* [To be done] Render every line of the records below as a numbered list, dropping blank lines and omitting the pictures.

* [Items]
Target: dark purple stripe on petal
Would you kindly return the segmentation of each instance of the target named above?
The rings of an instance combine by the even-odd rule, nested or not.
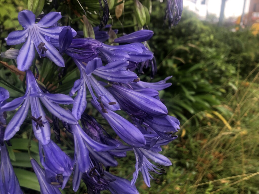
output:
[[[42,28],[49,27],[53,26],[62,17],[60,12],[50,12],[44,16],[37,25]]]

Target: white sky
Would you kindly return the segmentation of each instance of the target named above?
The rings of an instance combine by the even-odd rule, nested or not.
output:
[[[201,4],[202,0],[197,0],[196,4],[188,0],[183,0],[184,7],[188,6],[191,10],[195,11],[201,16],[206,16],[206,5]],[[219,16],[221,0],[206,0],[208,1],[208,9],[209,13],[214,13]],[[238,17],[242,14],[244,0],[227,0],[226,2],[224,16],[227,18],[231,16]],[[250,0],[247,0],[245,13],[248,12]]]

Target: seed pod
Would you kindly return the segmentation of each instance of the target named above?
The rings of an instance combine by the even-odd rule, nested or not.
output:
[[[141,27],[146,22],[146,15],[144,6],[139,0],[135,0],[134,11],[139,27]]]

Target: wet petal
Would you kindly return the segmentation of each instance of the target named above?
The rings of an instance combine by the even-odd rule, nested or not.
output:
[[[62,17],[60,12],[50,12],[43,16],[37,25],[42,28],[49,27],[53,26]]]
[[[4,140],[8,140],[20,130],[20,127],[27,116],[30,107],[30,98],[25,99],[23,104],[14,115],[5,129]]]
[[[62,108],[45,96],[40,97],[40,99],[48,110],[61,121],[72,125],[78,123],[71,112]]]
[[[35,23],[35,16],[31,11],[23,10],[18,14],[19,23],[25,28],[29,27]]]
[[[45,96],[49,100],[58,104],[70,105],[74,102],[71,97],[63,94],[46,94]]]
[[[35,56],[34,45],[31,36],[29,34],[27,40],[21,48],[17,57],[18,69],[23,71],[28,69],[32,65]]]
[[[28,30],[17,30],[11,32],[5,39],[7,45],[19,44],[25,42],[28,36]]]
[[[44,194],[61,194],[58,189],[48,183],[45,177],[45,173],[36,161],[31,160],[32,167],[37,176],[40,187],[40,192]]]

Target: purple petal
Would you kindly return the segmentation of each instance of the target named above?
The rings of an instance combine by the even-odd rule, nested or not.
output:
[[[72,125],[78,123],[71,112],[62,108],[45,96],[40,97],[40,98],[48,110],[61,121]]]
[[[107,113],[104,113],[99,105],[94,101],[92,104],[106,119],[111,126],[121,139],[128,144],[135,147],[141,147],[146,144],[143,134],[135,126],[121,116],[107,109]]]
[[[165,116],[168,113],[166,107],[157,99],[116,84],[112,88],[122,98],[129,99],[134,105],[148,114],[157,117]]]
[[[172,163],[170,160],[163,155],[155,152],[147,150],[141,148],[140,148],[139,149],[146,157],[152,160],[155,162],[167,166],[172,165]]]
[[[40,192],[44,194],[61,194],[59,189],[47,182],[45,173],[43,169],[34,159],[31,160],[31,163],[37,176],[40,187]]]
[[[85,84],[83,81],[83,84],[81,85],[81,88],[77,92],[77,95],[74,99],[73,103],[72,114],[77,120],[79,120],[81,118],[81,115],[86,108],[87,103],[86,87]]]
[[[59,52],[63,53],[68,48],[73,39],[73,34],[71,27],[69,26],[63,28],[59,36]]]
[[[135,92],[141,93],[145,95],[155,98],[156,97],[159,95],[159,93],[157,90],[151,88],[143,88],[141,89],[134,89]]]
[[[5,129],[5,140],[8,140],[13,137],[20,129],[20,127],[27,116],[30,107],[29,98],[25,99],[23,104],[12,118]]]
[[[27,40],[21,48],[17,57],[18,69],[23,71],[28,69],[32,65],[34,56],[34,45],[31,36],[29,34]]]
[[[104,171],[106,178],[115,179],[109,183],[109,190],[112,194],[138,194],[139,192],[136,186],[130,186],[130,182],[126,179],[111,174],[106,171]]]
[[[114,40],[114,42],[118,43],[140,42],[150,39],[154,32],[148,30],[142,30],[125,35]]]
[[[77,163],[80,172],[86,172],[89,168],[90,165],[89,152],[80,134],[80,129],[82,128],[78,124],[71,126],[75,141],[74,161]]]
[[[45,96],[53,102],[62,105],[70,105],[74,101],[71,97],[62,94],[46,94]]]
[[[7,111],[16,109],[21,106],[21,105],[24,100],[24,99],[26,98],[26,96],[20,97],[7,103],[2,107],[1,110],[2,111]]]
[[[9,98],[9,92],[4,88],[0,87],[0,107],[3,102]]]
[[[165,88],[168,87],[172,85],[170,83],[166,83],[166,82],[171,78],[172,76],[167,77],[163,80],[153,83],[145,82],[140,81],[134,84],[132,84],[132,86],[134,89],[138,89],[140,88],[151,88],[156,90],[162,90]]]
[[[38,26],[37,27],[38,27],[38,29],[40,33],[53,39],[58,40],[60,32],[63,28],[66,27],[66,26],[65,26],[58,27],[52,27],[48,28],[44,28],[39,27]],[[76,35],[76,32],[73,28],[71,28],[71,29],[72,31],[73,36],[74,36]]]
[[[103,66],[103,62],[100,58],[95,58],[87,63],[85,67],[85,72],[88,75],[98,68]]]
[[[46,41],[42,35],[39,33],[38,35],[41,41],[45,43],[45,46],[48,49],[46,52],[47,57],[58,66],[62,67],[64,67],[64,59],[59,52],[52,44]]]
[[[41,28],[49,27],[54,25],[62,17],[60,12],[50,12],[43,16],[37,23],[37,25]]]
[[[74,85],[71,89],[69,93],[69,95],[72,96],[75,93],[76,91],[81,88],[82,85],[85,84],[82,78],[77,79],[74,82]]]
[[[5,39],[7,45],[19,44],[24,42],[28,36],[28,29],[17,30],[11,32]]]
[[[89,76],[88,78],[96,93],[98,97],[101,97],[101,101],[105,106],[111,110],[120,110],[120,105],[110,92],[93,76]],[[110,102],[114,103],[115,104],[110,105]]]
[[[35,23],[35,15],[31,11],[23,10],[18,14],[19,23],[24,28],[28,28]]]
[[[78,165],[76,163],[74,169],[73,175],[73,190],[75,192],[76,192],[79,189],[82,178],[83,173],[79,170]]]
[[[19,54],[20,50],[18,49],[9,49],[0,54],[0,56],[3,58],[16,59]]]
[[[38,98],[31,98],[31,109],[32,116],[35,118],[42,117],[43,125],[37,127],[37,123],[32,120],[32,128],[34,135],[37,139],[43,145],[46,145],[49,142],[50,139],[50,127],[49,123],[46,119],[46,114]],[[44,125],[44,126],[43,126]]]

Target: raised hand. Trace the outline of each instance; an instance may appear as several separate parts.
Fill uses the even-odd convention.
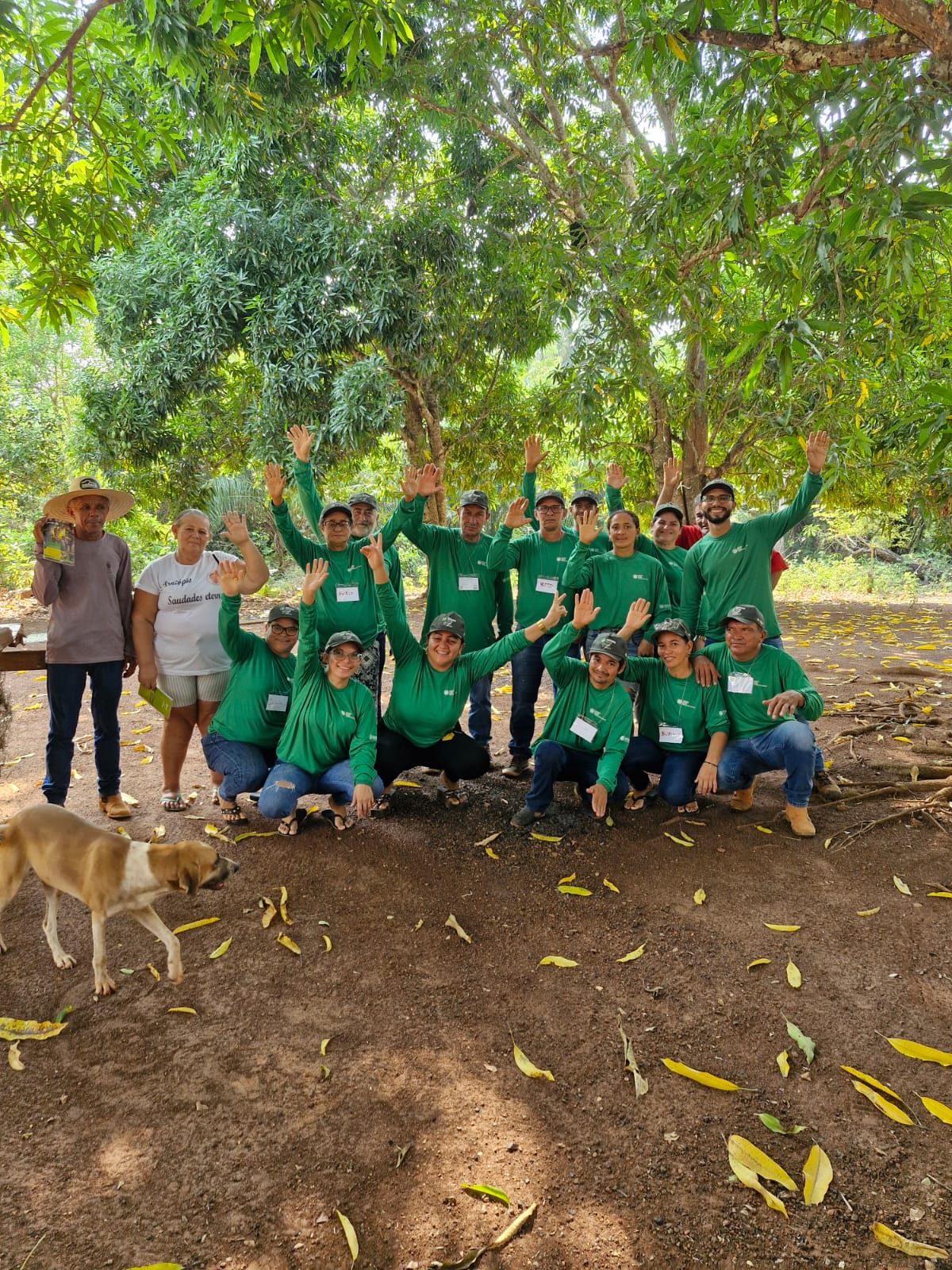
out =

* [Exercise output]
1. Target: dark purple stripe on petal
2. Would you kindly return the segmentation of each instance of the target named above?
3. The rings of an instance combine by the even-odd rule, nested or not.
4. output:
5. [[[42,28],[49,27],[53,26],[62,17],[60,12],[50,12],[44,16],[37,25]]]
6. Target: white sky
7. Would you kindly return the segmentation of each instance of the target named above?
8. The rings of an instance combine by the even-odd rule, nested or not.
9. output:
10. [[[201,4],[202,0],[197,0],[196,4],[188,0],[183,0],[184,7],[188,6],[191,10],[195,11],[201,16],[206,16],[206,5]],[[219,16],[221,0],[206,0],[208,1],[208,9],[209,13],[214,13]],[[238,17],[242,14],[244,0],[227,0],[226,2],[224,16],[227,18],[231,16]],[[250,0],[247,0],[245,13],[248,12]]]
11. Target: seed pod
12. Would you kindly return the segmentation of each instance of the target named above?
13. The rings of an instance combine by the even-odd rule, nested or not.
14. output:
15. [[[141,27],[146,22],[146,15],[144,6],[139,0],[135,0],[134,11],[139,27]]]
16. Target: wet petal
17. Would you kindly return the segmentation of each instance of the target named above?
18. The rings of an instance combine by the even-odd rule, nested or not.
19. output:
20. [[[62,17],[60,12],[50,12],[43,16],[37,25],[42,28],[49,27],[53,26]]]
21. [[[4,140],[8,140],[20,130],[20,127],[27,116],[30,107],[30,98],[25,99],[23,104],[14,115],[5,129]]]
22. [[[62,108],[45,96],[40,97],[40,99],[48,110],[61,121],[72,125],[78,123],[71,112]]]
23. [[[35,23],[35,16],[31,11],[23,10],[18,14],[19,23],[25,28],[29,27]]]
24. [[[45,96],[49,100],[58,104],[70,105],[74,102],[71,97],[63,94],[46,94]]]
25. [[[35,56],[34,45],[31,36],[29,34],[27,40],[21,48],[17,57],[18,69],[23,71],[28,69],[32,65]]]
26. [[[28,30],[17,30],[11,32],[5,39],[7,45],[19,44],[25,42],[28,36]]]
27. [[[44,194],[61,194],[58,189],[48,183],[45,177],[45,173],[36,161],[31,160],[32,167],[37,176],[40,187],[40,192]]]
28. Target: purple petal
29. Would you kindly return the segmentation of each instance of the target named above?
30. The rings of an instance combine by the even-odd rule, nested or not.
31. output:
32. [[[72,125],[78,123],[71,112],[62,108],[45,96],[40,97],[40,98],[48,110],[61,121]]]
33. [[[107,113],[104,113],[99,105],[94,101],[92,104],[106,119],[111,126],[121,139],[128,144],[135,147],[141,147],[146,144],[143,134],[135,126],[121,116],[107,109]]]
34. [[[165,116],[168,113],[166,107],[157,99],[116,84],[112,88],[122,98],[129,99],[134,105],[148,114],[157,117]]]
35. [[[172,163],[170,160],[163,155],[155,152],[147,150],[141,148],[140,148],[139,149],[146,157],[152,160],[155,162],[167,166],[172,165]]]
36. [[[40,192],[44,194],[61,194],[59,189],[47,182],[45,173],[43,169],[34,159],[31,160],[31,163],[37,176],[40,187]]]
37. [[[85,84],[83,81],[83,84],[81,85],[81,88],[77,92],[77,95],[74,99],[73,103],[72,114],[77,120],[79,120],[81,118],[81,115],[86,108],[87,103],[86,87]]]
38. [[[59,52],[63,53],[68,48],[73,39],[73,34],[71,27],[69,26],[63,28],[59,36]]]
39. [[[135,92],[141,93],[145,95],[155,98],[156,97],[159,95],[159,93],[157,90],[151,88],[143,88],[141,89],[134,89]]]
40. [[[5,129],[5,140],[8,140],[13,137],[20,129],[20,127],[27,116],[30,107],[29,98],[25,99],[23,104],[12,118]]]
41. [[[27,40],[21,48],[17,57],[18,69],[23,71],[28,69],[32,65],[34,56],[34,45],[31,36],[29,34]]]
42. [[[104,171],[106,178],[115,179],[109,183],[109,190],[112,194],[138,194],[139,192],[136,186],[130,186],[130,182],[126,179],[111,174],[106,171]]]
43. [[[114,40],[114,42],[118,43],[140,42],[150,39],[154,32],[148,30],[142,30],[125,35]]]
44. [[[77,163],[80,172],[86,172],[89,168],[90,165],[89,152],[80,134],[80,129],[82,128],[78,124],[71,126],[75,141],[74,161]]]
45. [[[45,96],[53,102],[62,105],[70,105],[74,101],[71,97],[62,94],[46,94]]]
46. [[[7,111],[16,109],[21,106],[21,105],[24,100],[24,99],[26,98],[26,96],[20,97],[7,103],[2,107],[1,110],[2,111]]]
47. [[[9,98],[9,92],[4,88],[0,87],[0,107],[3,102]]]
48. [[[165,88],[168,87],[172,85],[170,83],[166,83],[166,82],[171,78],[172,76],[167,77],[163,80],[153,83],[145,82],[140,81],[134,84],[132,84],[132,86],[134,89],[138,89],[140,88],[151,88],[156,90],[162,90]]]
49. [[[38,26],[37,27],[38,27],[38,29],[40,33],[53,39],[58,40],[60,32],[63,28],[66,27],[66,26],[65,26],[58,27],[52,27],[48,28],[44,28],[39,27]],[[76,35],[76,32],[73,28],[71,28],[71,29],[72,31],[73,36],[74,36]]]
50. [[[103,66],[103,62],[100,58],[95,58],[87,63],[85,67],[85,72],[88,75],[98,68]]]
51. [[[46,41],[42,35],[39,33],[38,35],[41,41],[45,43],[45,46],[48,49],[46,52],[47,57],[58,66],[62,67],[64,67],[64,59],[59,52],[52,44]]]
52. [[[41,28],[49,27],[54,25],[62,17],[60,12],[50,12],[43,16],[37,23],[37,25]]]
53. [[[74,85],[71,89],[69,93],[69,95],[72,96],[75,93],[76,91],[81,88],[82,85],[85,84],[82,78],[77,79],[74,82]]]
54. [[[5,39],[7,45],[19,44],[24,42],[28,36],[28,29],[17,30],[11,32]]]
55. [[[89,76],[88,78],[96,93],[98,97],[101,97],[101,101],[105,106],[111,110],[120,110],[120,105],[110,92],[93,76]],[[110,102],[114,103],[115,104],[110,105]]]
56. [[[35,23],[35,15],[31,11],[23,10],[18,14],[19,23],[24,28],[28,28]]]
57. [[[78,165],[76,163],[74,169],[73,175],[73,190],[75,192],[76,192],[79,189],[82,178],[83,173],[79,170]]]
58. [[[19,54],[20,50],[18,49],[9,49],[0,54],[0,56],[3,58],[16,59]]]
59. [[[38,98],[31,98],[31,109],[32,116],[35,118],[42,117],[43,125],[37,127],[37,123],[32,120],[32,128],[34,135],[37,139],[43,145],[46,145],[49,142],[50,139],[50,127],[49,123],[46,119],[46,114]],[[44,125],[44,126],[43,126]]]
60. Target: raised hand. Trace the outline of each instance; an instance may appear as several separate parts.
61. Fill uses the even-odd convention.
62. out =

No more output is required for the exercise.